▶ _QUESTIONS TO ANSWER_
1. Answer these questions from the passage on hypothermia for spinal cord injury:
(a) To what body temperature did the Miami Project trial cool its patients?
(b) At what rate were participants re-warmed after the cooling?
(c) According to the final analysis, did mild hypothermia cause any particular complication?
2. Write a continuation of the passage on hypothermia for spinal cord injury, picking up after its last sentence.

▶ _TEXT BLOCK_
--------

Previous attempts on human subjects were done on conditions like traumatic brain injury and allowed to conclude that the best treatment would be a modest hypothermia with a body temperature of 32-34°C at least 48 hours.


Based on these results the Miami Project to Cure Paralysis started a phase 1 clinical trial aiming at testing the effect of hypothermia on spinal cord injury individuals. Thirty-five acute cervical SCI patients had a cooling catheter placed in a large blood vessel (vena cava) in order to cool their body a few degrees to 33 degrees Celsius. In order to be beneficial, the cooling was started within 9 hours post-injury, on average, and was maintained for 48 hours (see figure). After which, participants were slowly re-warmed at one degree every eight hours, proceeded with standard medical care and followed up to one year after the injury.

The final analysis revealed that mild hypothermia did not cause any particular complication. Although the number of the treated subjects was too small to draw any valid conclusion on efficacy there seemed to be a "trend" to a better recovery one year after injury than what would normally occur spontaneously.

--------

▶ _RECORDED DATA_
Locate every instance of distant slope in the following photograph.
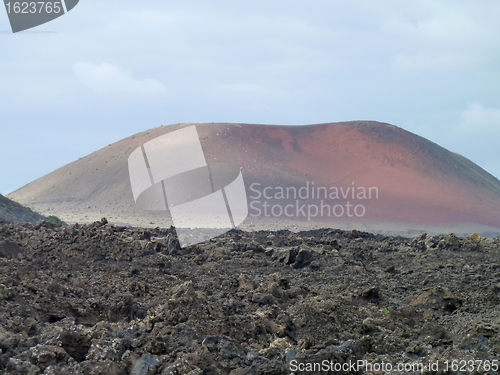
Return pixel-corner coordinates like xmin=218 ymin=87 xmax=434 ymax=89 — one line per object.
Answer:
xmin=9 ymin=121 xmax=500 ymax=233
xmin=0 ymin=194 xmax=45 ymax=223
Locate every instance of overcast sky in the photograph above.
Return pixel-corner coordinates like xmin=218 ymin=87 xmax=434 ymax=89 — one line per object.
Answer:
xmin=0 ymin=0 xmax=500 ymax=194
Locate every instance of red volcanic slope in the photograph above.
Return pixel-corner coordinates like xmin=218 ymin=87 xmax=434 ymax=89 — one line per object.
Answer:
xmin=9 ymin=121 xmax=500 ymax=234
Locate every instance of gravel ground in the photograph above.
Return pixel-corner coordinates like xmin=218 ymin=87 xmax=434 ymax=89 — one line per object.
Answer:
xmin=0 ymin=220 xmax=500 ymax=375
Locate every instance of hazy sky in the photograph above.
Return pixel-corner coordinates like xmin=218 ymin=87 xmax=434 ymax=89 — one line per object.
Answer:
xmin=0 ymin=0 xmax=500 ymax=194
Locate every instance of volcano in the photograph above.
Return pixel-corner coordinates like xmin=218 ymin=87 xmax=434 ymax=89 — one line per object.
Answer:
xmin=8 ymin=121 xmax=500 ymax=234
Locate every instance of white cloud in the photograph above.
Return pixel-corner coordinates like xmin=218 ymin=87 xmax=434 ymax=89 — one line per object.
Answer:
xmin=459 ymin=103 xmax=500 ymax=135
xmin=73 ymin=62 xmax=168 ymax=96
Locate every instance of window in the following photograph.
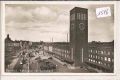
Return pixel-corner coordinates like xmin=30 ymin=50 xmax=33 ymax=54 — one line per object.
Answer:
xmin=108 ymin=58 xmax=111 ymax=62
xmin=77 ymin=13 xmax=81 ymax=20
xmin=105 ymin=57 xmax=107 ymax=61
xmin=96 ymin=50 xmax=97 ymax=53
xmin=101 ymin=57 xmax=103 ymax=60
xmin=70 ymin=14 xmax=75 ymax=20
xmin=96 ymin=56 xmax=97 ymax=59
xmin=83 ymin=14 xmax=87 ymax=20
xmin=101 ymin=51 xmax=103 ymax=54
xmin=108 ymin=51 xmax=110 ymax=55
xmin=91 ymin=49 xmax=92 ymax=53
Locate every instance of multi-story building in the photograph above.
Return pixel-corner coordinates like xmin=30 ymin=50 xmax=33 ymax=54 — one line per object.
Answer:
xmin=86 ymin=41 xmax=114 ymax=72
xmin=44 ymin=7 xmax=114 ymax=72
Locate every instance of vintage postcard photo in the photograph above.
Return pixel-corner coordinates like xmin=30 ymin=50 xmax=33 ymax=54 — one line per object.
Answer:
xmin=2 ymin=2 xmax=115 ymax=73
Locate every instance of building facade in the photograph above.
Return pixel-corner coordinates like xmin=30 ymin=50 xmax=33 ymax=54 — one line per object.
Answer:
xmin=70 ymin=7 xmax=88 ymax=68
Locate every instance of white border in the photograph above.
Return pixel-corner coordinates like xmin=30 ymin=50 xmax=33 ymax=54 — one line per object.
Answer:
xmin=1 ymin=1 xmax=119 ymax=76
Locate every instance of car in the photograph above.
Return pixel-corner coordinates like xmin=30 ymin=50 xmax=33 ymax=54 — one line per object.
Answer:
xmin=48 ymin=57 xmax=53 ymax=59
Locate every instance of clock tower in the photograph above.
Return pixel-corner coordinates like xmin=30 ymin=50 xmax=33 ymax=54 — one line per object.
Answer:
xmin=70 ymin=7 xmax=88 ymax=67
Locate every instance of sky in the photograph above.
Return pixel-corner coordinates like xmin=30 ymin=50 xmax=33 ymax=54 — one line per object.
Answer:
xmin=5 ymin=4 xmax=114 ymax=42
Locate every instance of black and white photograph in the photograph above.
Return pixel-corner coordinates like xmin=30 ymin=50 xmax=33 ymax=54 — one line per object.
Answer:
xmin=3 ymin=3 xmax=115 ymax=73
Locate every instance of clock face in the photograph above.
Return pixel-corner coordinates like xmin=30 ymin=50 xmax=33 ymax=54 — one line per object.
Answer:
xmin=79 ymin=23 xmax=85 ymax=31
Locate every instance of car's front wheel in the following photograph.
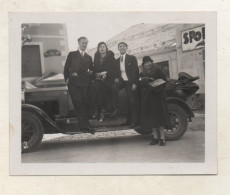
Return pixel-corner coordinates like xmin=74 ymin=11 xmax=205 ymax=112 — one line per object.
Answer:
xmin=21 ymin=111 xmax=44 ymax=152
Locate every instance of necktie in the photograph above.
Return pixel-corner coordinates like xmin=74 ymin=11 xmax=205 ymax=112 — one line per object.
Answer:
xmin=121 ymin=56 xmax=123 ymax=62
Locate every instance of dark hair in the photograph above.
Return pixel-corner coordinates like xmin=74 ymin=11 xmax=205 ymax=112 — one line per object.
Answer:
xmin=118 ymin=42 xmax=128 ymax=47
xmin=97 ymin=41 xmax=108 ymax=53
xmin=77 ymin=37 xmax=88 ymax=43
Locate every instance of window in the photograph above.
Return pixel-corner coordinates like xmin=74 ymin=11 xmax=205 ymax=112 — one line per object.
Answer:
xmin=155 ymin=61 xmax=169 ymax=79
xmin=22 ymin=45 xmax=42 ymax=78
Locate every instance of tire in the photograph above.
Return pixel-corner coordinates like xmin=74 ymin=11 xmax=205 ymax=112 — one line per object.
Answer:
xmin=21 ymin=111 xmax=44 ymax=153
xmin=165 ymin=104 xmax=188 ymax=141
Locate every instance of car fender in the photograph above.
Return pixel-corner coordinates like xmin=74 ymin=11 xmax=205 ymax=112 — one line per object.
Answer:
xmin=22 ymin=104 xmax=60 ymax=132
xmin=166 ymin=97 xmax=194 ymax=120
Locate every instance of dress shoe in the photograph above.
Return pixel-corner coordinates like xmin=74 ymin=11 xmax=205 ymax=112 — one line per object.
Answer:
xmin=83 ymin=127 xmax=95 ymax=135
xmin=160 ymin=139 xmax=166 ymax=146
xmin=110 ymin=108 xmax=118 ymax=118
xmin=129 ymin=124 xmax=140 ymax=129
xmin=121 ymin=121 xmax=131 ymax=126
xmin=99 ymin=110 xmax=105 ymax=122
xmin=150 ymin=139 xmax=159 ymax=145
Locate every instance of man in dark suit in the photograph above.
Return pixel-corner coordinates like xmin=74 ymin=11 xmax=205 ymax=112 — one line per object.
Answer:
xmin=64 ymin=37 xmax=95 ymax=134
xmin=112 ymin=42 xmax=139 ymax=128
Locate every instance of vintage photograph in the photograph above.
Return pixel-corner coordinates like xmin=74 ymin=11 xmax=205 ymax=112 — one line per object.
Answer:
xmin=11 ymin=13 xmax=216 ymax=174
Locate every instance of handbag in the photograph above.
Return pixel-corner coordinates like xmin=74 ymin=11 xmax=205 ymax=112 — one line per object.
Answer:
xmin=148 ymin=79 xmax=166 ymax=92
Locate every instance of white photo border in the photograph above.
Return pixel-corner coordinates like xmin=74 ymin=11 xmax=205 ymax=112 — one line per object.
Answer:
xmin=9 ymin=11 xmax=217 ymax=175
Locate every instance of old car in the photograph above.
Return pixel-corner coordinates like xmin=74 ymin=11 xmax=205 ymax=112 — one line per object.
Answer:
xmin=21 ymin=73 xmax=199 ymax=152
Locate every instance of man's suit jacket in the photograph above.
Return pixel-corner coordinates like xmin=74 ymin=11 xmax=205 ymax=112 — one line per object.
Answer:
xmin=64 ymin=50 xmax=93 ymax=87
xmin=116 ymin=54 xmax=139 ymax=84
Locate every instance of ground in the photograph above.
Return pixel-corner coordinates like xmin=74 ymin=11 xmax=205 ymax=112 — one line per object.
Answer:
xmin=22 ymin=113 xmax=205 ymax=163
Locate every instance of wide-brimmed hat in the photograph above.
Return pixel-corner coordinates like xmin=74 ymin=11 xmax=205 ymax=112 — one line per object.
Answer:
xmin=142 ymin=56 xmax=153 ymax=65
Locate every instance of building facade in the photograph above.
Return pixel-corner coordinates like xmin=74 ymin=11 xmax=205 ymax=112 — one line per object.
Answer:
xmin=22 ymin=24 xmax=69 ymax=81
xmin=89 ymin=24 xmax=205 ymax=94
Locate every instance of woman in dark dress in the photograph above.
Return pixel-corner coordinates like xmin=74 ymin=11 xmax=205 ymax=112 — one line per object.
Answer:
xmin=90 ymin=42 xmax=116 ymax=122
xmin=140 ymin=56 xmax=170 ymax=146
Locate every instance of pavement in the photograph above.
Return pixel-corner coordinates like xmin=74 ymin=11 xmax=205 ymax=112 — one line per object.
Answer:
xmin=22 ymin=113 xmax=205 ymax=163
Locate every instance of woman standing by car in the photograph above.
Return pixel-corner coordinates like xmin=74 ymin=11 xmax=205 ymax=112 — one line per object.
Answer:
xmin=90 ymin=42 xmax=116 ymax=121
xmin=140 ymin=56 xmax=170 ymax=146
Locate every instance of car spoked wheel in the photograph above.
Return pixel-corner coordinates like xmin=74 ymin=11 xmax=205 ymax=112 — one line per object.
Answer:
xmin=165 ymin=104 xmax=188 ymax=140
xmin=21 ymin=111 xmax=43 ymax=152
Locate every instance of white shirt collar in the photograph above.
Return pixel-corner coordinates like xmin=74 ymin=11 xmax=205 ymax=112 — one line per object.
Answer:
xmin=79 ymin=49 xmax=85 ymax=55
xmin=120 ymin=53 xmax=126 ymax=58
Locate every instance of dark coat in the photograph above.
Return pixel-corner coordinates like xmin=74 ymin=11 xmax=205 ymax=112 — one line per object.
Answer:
xmin=93 ymin=50 xmax=116 ymax=84
xmin=140 ymin=66 xmax=170 ymax=132
xmin=115 ymin=54 xmax=139 ymax=84
xmin=64 ymin=50 xmax=93 ymax=87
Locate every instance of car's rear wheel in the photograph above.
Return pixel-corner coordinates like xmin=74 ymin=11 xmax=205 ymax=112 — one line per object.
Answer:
xmin=21 ymin=111 xmax=44 ymax=152
xmin=135 ymin=104 xmax=188 ymax=141
xmin=165 ymin=104 xmax=188 ymax=141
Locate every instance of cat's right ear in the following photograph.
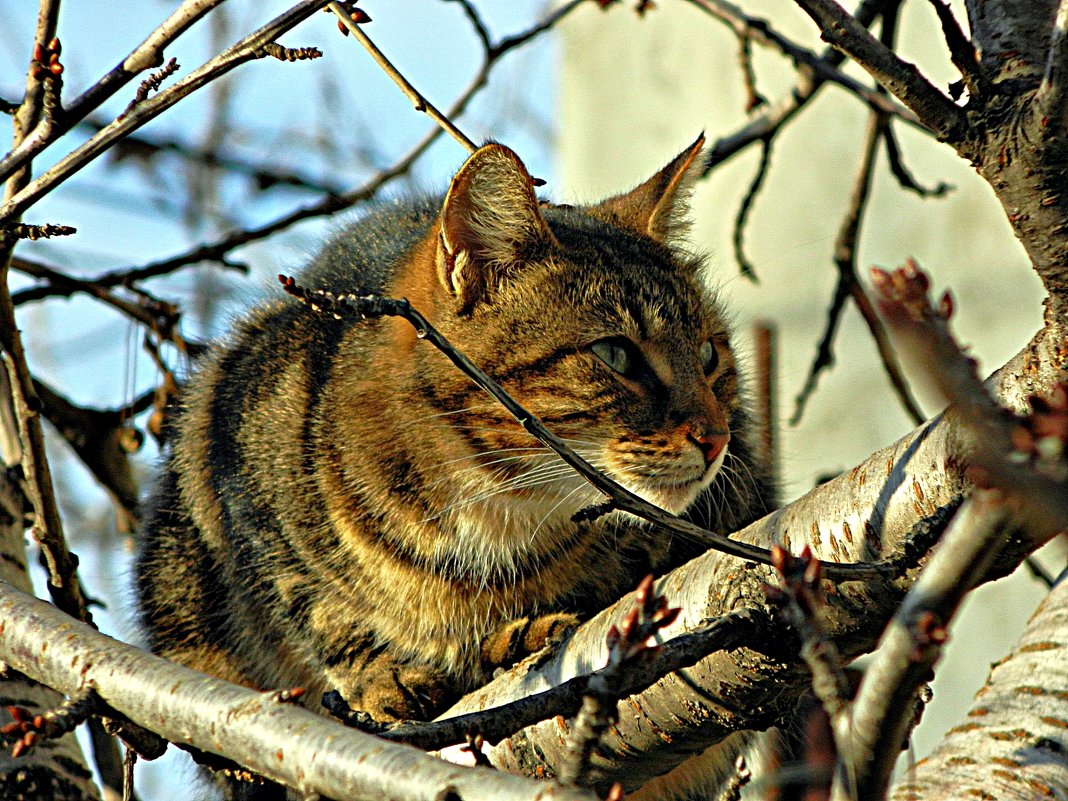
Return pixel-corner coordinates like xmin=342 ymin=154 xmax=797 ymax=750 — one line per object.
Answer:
xmin=437 ymin=143 xmax=555 ymax=310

--------

▶ _RESPONSES TO THE TASKS_
1.
(a) 33 degrees Celsius.
(b) One degree every eight hours.
(c) No, it did not cause any particular complication.

2.
Based on this initial success a Phase II/III clinical trial is currently being planned to evaluate the safety of different durations of hypothermia, initiated within 6 hours post-injury, and then confirm the efficacy of the best duration. This trial will be named ARCTIC, the acronym for Acute Rapid Cooling Therapy for Injuries of the Spinal Cord. More than 200 subjects will be enrolled and funding has yet to be approved by the American National Institutes of Health, but if successful ARCTIC could change the standard of care for spinal cord injury medicine worldwide.

Systemic hypothermia in acute cervical spinal cord injury: a case-controlled study. Dididze M, Green BA, Dalton Dietrich W, Vanni S, Wang MY, Levi AD. Spinal Cord. 2012 Dec 18.